• **JOBS**
a - In the financial glossary, which years mark the start and end of the Baby Boomer births?
b - Please continue the financial glossary from the point where it stops.
##### SELECTION
401 k plans represent a type of a retirement plan that is offered by almost all employers to their employees. If you participate in such a plan you are allowed to make monthly contributions from your salary. The good thing about such retirement plans is that the contributions are invested in a plan, which provides you with returns.

The contributions you make are pre-tax. Therefore, you enjoy a lower income tax. The plan usually includes different mutual funds to which employees can allocate their money.

An increasing number of employers have started to provide matching of contributions. Another benefit of 401k plans is that deposits and earnings made are deferred from taxes until you decide to withdraw the money from the account.

403 (b) Plan

403 (b) plans are a type of a retirement plan that carries most of the characteristics of 401k plans. However, they differ from the latter since they are generally for religious, educational and other groups, which are defined as non profit. The investments in 403 b plans are annuities. Thus, 403b plans are often referred to as annuity plans. The contributions to 403b plans are deferred from taxes until you withdraw money from the account.

529 Plan

529 plans or qualified tuition plans are a form of tax-advantaged college savings plan. They are named after section 529 of the Internal Revenue Code.

529 plans are usually state-sponsored. However, universities and educational institutions may also form groups and sponsor their own 529 plans. The one who acquires the plan is called the donor, and the student that would use the saved funds or prepaid tuition credits is called the beneficiary.

529 plans may be sold directly by the state or the sponsoring group. However, they may also be obtained through brokers. In the case of the latter, you usually have to pay additional fees to cover the broker’s commission (the sales load).

Annual Report

By law all companies that are traded publicly are required to issue an annual report. The SEC requires the issuance of such a report each year and it should be provided to all the shareholders. The annual report includes information on the financial results the company has achieved throughout the fiscal year.

Many companies use annual reports as a way to state the positive results that have been achieved by the company’s management team. As a result, you can often find information on problems that have been experienced by the company in the footnotes.

In order to guarantee for the validity of the annual report an accredited accounting firm examines the report. If the report corresponds to the actual condition of the company the accounting form certifies the validity of the annual report.

Asset Allocation

When you establish your investment portfolio it is important to make the appropriate asset allocation. The latter represents the distribution of the assets you have available for investing in such a way that it is consistent with the financial goals you have predetermined. Asset allocation is usually done by allocating different proportions among stocks, bonds and cash.

Baby Boomers

Baby Boomers are the people that were born between the years 1946 and 1964. Their number is usually estimated to be around 76 million. This group of people combined has an outstanding reserve of buying and investing resources. As a result, many specialists give voice to the concern that the retirement of this group of people will have a profound impact on the economic conditions. Additionally, this will lead to deep social changes.

Balance Sheet

The balance sheet is an obligatory element of every company’s annual report. It includes information on a company’s:

These are tied to a particular time period. By referring to the balance sheet you can find out what is the real value of a company.

Avoid falling in the common mistake of referring to the balance sheet as the bottom-line. The latter is found in the income statement of the company and has no place in its balance sheet.
##########
##### GIVEN ENTRIES
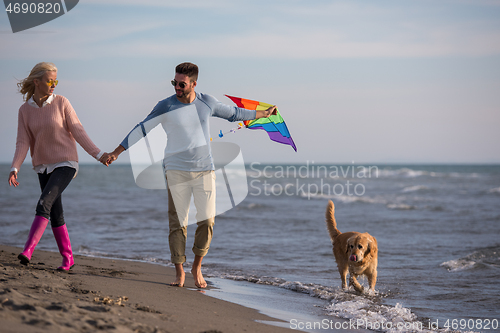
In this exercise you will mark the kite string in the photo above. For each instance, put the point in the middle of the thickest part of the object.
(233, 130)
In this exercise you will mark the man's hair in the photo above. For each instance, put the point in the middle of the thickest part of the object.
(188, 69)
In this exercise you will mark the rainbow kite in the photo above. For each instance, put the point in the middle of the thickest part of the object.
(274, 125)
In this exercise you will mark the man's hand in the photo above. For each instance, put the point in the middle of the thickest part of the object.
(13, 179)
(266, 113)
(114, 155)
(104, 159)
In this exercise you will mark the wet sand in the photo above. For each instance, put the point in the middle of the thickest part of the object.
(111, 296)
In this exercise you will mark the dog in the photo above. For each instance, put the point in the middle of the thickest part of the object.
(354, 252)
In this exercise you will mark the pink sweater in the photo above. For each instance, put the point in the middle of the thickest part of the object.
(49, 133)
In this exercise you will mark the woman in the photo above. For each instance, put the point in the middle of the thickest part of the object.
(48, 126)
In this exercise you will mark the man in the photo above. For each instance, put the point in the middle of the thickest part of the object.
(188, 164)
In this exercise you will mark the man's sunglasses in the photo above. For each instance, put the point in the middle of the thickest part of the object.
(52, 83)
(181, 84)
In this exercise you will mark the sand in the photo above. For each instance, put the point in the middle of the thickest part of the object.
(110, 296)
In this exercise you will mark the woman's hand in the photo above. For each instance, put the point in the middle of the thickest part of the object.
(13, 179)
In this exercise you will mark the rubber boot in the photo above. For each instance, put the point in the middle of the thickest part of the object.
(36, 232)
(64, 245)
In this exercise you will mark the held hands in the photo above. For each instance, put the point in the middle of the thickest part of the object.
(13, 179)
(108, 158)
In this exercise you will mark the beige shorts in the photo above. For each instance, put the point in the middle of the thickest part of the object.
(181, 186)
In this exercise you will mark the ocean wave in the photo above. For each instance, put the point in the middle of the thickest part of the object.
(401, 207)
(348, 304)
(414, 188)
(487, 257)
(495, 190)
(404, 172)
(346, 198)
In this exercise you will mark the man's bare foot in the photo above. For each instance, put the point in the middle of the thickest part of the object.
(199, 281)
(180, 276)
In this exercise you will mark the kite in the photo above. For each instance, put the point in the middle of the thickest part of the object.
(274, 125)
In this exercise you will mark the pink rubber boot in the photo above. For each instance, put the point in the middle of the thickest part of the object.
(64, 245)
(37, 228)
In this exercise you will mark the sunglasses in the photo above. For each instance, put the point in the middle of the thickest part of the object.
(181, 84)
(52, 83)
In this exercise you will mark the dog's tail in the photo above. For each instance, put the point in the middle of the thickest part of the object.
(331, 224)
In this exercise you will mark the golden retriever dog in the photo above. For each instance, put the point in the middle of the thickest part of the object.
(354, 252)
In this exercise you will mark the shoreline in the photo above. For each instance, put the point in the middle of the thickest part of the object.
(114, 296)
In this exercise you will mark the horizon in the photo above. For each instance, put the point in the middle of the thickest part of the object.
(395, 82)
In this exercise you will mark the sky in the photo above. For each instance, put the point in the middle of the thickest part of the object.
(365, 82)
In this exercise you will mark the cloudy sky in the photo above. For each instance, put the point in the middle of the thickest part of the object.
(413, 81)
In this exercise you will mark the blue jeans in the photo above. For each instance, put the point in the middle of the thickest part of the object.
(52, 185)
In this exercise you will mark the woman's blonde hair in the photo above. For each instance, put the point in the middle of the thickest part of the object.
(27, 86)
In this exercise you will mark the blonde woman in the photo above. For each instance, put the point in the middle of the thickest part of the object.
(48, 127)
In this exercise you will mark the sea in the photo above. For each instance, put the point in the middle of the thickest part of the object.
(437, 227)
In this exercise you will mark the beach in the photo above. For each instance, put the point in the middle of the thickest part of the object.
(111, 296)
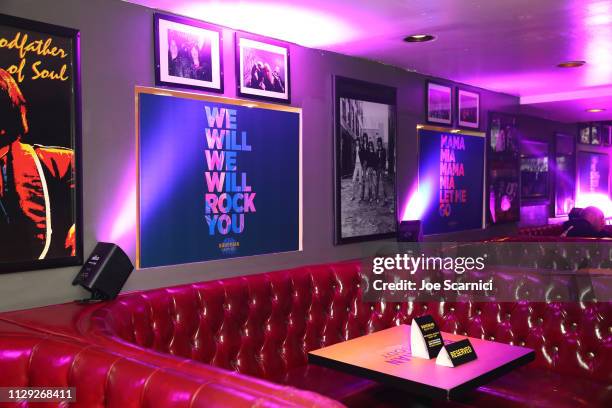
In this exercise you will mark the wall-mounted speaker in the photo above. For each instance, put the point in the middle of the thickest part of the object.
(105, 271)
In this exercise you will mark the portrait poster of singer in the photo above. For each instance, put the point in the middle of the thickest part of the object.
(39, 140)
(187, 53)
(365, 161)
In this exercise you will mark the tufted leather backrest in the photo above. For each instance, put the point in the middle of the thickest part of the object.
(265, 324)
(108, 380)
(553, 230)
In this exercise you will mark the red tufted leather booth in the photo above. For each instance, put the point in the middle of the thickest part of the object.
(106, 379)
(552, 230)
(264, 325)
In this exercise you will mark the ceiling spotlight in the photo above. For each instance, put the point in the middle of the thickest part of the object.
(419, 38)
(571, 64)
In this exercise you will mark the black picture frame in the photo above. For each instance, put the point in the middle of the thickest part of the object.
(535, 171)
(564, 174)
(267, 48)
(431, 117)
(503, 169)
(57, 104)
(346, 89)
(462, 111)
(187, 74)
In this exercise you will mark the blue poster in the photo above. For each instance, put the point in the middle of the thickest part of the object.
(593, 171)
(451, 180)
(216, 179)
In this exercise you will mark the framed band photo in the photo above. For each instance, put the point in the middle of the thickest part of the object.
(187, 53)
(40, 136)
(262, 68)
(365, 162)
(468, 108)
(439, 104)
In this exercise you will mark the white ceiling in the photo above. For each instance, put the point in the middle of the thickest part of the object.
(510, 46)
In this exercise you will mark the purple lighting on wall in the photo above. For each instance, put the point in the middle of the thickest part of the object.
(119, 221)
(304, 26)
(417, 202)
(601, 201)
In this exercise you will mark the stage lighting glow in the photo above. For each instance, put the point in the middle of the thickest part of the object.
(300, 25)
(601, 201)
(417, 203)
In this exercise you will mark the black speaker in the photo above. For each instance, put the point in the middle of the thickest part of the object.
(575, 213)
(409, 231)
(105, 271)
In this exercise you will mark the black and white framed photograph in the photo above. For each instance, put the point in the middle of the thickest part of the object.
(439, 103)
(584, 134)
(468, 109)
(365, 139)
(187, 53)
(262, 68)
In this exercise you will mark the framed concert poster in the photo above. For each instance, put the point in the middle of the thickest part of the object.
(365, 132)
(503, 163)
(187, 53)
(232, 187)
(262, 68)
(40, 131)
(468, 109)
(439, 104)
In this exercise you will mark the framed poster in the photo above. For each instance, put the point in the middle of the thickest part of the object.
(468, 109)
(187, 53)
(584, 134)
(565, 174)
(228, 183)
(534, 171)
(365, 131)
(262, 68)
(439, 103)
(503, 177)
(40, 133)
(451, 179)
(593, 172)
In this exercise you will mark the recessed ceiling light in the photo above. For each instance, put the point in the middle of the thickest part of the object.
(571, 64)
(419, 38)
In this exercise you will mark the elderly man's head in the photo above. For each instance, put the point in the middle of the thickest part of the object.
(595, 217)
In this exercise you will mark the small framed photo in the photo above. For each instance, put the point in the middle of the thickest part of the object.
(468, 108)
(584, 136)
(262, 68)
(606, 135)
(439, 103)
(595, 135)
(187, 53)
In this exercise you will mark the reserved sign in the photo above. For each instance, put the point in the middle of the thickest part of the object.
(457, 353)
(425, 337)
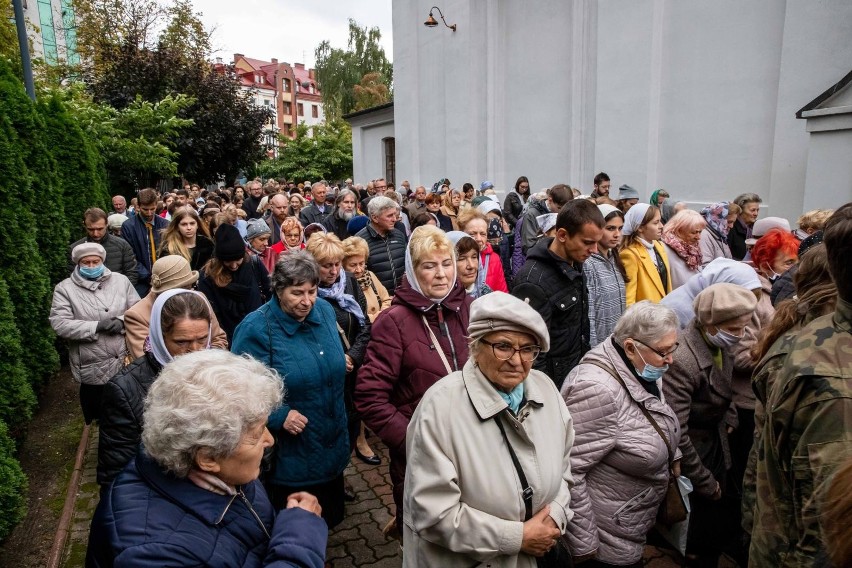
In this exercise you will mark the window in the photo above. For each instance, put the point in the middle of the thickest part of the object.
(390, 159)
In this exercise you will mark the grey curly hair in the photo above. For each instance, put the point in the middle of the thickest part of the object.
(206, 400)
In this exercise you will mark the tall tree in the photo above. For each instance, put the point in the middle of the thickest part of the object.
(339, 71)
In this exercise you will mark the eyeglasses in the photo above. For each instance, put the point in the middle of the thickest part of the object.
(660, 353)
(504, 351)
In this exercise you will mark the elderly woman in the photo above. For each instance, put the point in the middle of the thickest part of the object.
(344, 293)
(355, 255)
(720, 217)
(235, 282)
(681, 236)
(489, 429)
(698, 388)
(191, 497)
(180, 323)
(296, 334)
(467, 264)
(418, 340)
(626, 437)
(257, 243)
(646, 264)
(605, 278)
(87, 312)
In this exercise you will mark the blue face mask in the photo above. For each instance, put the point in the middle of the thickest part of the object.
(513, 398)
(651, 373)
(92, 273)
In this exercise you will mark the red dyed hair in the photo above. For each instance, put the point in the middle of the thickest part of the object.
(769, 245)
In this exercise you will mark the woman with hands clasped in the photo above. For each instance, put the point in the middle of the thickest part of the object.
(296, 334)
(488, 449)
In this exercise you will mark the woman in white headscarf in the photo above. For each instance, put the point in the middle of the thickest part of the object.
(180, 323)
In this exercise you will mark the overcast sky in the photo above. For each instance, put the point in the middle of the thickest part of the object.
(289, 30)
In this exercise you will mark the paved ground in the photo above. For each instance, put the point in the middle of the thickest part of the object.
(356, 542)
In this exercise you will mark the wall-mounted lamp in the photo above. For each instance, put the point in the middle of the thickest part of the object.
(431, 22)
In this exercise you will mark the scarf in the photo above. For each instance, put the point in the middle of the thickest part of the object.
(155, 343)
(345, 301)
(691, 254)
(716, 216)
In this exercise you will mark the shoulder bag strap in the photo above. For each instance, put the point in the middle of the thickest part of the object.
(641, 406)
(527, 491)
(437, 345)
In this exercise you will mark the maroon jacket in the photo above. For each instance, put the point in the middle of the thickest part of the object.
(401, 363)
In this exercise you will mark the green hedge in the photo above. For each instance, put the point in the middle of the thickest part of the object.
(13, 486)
##########
##### GIVEN ENTRIES
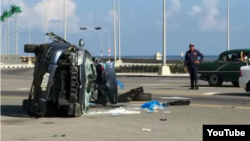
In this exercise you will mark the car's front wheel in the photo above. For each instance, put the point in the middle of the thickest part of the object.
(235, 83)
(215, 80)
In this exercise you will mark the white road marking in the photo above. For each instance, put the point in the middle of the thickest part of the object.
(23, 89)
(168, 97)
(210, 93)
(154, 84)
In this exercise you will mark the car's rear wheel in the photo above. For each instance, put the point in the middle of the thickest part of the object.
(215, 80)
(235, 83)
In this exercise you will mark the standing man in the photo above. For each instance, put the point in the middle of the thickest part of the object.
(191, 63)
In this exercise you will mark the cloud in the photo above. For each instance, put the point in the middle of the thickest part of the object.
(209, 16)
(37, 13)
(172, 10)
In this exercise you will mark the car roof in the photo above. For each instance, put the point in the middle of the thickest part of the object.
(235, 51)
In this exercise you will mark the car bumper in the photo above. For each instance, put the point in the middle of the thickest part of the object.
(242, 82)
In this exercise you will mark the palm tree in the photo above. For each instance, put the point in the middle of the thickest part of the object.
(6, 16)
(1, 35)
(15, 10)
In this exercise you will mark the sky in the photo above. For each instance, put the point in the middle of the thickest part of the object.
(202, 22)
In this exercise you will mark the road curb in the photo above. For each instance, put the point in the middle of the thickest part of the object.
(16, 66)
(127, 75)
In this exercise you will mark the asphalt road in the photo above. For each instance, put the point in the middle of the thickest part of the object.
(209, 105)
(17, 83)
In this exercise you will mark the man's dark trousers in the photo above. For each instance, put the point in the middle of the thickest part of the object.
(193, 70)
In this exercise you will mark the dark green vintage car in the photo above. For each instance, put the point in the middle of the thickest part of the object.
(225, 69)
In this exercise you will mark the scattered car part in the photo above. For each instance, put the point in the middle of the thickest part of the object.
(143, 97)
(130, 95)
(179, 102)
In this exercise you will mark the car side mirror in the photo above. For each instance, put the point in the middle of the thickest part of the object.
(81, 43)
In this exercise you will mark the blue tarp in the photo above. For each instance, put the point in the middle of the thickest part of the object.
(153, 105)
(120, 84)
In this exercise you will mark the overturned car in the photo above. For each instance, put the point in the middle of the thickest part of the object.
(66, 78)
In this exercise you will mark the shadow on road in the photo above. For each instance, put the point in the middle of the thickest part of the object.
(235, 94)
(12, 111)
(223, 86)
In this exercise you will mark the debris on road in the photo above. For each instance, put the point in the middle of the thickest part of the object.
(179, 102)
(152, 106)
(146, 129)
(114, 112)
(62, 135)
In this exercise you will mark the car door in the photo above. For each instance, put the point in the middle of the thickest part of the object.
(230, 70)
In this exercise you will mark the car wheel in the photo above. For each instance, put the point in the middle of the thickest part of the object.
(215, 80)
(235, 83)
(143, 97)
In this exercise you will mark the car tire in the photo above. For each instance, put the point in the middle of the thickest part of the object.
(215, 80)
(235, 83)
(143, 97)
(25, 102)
##########
##### GIVEN ENTRIES
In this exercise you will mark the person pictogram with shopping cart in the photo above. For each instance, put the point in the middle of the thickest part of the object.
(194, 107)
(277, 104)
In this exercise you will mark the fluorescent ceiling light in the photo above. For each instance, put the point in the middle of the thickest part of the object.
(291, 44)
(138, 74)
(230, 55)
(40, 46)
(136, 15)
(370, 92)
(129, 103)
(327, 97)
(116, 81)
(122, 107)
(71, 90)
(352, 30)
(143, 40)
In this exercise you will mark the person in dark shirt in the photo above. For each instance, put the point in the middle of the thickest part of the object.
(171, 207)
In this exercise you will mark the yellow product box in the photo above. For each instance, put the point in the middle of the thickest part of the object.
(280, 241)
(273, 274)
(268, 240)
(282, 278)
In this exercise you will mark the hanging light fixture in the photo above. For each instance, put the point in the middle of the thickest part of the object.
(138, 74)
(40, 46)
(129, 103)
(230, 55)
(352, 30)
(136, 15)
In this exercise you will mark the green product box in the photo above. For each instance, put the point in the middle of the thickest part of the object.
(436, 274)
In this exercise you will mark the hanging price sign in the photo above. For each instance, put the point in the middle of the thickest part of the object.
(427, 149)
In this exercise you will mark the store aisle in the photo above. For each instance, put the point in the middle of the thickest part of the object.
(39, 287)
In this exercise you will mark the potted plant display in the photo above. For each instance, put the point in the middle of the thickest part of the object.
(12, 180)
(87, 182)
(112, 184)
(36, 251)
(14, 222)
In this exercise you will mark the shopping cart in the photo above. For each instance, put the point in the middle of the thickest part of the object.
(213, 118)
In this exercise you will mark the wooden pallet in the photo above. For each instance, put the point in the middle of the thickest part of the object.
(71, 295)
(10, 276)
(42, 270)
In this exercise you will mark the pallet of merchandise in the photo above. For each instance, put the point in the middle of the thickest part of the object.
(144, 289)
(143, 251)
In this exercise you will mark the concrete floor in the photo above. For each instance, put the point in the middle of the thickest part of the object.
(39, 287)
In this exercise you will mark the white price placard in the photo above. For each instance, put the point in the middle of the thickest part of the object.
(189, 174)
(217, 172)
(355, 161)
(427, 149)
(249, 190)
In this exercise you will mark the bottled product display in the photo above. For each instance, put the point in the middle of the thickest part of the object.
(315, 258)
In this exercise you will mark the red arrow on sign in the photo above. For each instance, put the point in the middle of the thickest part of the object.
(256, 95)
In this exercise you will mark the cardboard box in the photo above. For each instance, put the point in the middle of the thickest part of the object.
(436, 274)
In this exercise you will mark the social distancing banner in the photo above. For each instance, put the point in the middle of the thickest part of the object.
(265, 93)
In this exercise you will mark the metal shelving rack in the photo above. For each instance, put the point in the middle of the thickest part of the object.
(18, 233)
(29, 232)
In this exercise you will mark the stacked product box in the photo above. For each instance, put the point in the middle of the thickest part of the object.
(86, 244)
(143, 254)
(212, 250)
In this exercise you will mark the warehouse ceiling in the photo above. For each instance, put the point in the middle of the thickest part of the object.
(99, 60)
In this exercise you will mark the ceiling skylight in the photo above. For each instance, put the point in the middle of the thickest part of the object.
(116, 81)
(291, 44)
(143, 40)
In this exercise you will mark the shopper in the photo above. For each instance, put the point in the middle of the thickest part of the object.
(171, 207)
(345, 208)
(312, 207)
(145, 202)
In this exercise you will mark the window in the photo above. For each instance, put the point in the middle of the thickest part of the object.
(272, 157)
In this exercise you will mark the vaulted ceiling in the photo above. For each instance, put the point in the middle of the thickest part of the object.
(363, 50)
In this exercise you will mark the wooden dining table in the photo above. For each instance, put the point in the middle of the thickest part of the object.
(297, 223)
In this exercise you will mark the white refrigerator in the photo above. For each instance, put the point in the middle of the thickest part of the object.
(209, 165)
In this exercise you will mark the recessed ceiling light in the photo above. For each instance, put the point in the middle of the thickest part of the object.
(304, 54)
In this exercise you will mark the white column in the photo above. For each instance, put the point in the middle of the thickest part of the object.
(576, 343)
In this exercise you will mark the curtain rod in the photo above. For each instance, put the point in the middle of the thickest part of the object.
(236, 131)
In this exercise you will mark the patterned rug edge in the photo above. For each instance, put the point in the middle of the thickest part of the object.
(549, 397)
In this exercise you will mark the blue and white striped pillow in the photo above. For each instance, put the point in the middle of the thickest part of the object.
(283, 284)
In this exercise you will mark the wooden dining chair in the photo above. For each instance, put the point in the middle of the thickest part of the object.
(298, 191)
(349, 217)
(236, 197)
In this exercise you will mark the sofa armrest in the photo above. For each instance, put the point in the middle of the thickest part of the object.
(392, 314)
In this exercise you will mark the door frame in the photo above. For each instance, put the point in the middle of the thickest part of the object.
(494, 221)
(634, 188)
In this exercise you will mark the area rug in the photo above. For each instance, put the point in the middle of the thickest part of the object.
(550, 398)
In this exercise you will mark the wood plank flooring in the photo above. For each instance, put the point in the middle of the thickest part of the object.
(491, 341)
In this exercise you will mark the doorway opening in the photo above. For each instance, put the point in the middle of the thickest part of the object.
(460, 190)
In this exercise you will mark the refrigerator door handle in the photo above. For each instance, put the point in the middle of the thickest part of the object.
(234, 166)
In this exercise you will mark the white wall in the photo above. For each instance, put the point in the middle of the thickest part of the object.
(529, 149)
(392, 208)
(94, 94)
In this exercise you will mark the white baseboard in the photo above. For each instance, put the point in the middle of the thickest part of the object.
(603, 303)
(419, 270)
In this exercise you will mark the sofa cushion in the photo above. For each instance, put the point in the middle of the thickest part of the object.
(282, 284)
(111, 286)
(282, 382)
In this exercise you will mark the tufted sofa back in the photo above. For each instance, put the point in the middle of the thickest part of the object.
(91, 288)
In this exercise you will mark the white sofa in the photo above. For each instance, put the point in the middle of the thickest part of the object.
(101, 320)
##########
• **ANSWERS GIVEN**
a - 1946 and 1964.

b -
Balanced Investment Strategy

When you establish your investment plan you should include considerations about the strategy you will follow in order to achieve you financial goals. The balanced investment strategy represents one of the strategies you can follow. It includes the asset allocation among investments that bring both income and growth. Many investors prefer this strategy since they hope that a fall in one of the investments will be compensated by an increase in the other.

Basis Point

Generally the value of a basis point is equal to one hundredth of a percent. This means that one percent is equal to 100 basis points. You often hear such statements in the media that the Fed has increased a particular rate by a certain number of basis points.

1 basis point = 1/100 of 1%

1% = 100 basis points

Bear Market

Often times the stock market experiences continuing decline. This condition is commonly referred to a bear market. The decline should be characterized as of being of a long-term nature (usually two quarters). You can identify a bear market by studying the different market indicators. If there is a consistent fall in them, then the market is probably bearing.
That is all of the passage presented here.